:: To be done ::
Please put every line of the listing below into a JSON list of strings, one string per line, skipping blank lines and leaving out the pictures.

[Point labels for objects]
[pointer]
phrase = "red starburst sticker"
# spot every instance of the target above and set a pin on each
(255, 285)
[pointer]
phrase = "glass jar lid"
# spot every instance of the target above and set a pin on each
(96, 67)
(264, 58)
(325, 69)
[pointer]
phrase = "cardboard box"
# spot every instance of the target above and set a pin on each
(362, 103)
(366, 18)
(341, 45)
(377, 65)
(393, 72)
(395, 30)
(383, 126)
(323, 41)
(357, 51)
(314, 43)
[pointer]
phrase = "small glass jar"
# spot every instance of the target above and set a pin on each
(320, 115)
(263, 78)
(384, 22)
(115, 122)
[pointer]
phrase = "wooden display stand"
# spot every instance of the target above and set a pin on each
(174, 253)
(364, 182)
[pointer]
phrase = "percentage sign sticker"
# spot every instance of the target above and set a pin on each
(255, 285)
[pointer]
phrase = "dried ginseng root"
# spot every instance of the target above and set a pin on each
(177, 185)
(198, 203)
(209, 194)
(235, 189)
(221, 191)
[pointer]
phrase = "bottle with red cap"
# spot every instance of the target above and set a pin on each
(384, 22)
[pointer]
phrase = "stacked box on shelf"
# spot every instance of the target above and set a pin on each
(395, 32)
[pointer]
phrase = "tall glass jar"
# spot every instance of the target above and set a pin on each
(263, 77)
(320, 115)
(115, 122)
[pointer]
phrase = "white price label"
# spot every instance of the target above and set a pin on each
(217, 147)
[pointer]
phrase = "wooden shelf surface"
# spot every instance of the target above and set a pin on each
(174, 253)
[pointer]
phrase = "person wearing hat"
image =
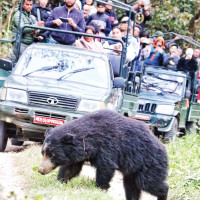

:: Task solution ::
[
  "[pointer]",
  "phrase = \"red starburst sticker\"",
  "# spot every instance of the target above and set a pin on each",
  "(255, 285)",
  "[pointer]",
  "phrase = \"glass jar lid\"",
  "# spot every instance of the target above and set a pin on each",
  "(96, 67)",
  "(264, 58)",
  "(325, 69)",
  "[pointer]",
  "phrase = \"cardboard box\"",
  "# spot every instance of the target above and set a pin on each",
  "(362, 103)",
  "(366, 18)",
  "(341, 45)",
  "(377, 65)",
  "(393, 72)",
  "(395, 30)",
  "(383, 126)",
  "(323, 41)",
  "(357, 51)",
  "(314, 43)",
  "[pointer]",
  "phrase = \"small glass jar\"",
  "# spot every instance of the target above and set a pin on each",
  "(320, 115)",
  "(263, 78)",
  "(384, 22)",
  "(115, 122)",
  "[pointer]",
  "phrase = \"wooden display stand\"",
  "# spot every instance of the target above and set a pin on each",
  "(174, 253)",
  "(364, 182)",
  "[pointer]",
  "phrase = \"percentage sign sticker\"",
  "# spot every instance of the target above and set a pin on each",
  "(255, 285)",
  "[pointer]",
  "phrase = \"dried ginseng root\"",
  "# spot every instance of the target above and set a pin on each",
  "(177, 185)",
  "(198, 203)",
  "(209, 194)",
  "(235, 189)",
  "(221, 191)",
  "[pointer]",
  "phrase = \"bottle with red cap\"",
  "# spot every instance of the target above and set a pin on each",
  "(384, 22)",
  "[pointer]",
  "phrase = \"stacked box on shelf\"",
  "# spot every instance of the target above and set a pin on each",
  "(395, 32)",
  "[pointer]",
  "phrase = \"tall glass jar\"",
  "# spot every instance of the target above and set a pin on each",
  "(263, 77)",
  "(320, 115)",
  "(115, 122)",
  "[pointer]",
  "phrase = \"white price label\"",
  "# spot every instance of the target above and set a pin on each",
  "(217, 147)",
  "[pointer]",
  "phrase = \"wooden shelf surface\"",
  "# spot every instance of the target above and set a pin on each",
  "(174, 253)",
  "[pointer]",
  "phrase = \"person wearing hat\"",
  "image ="
]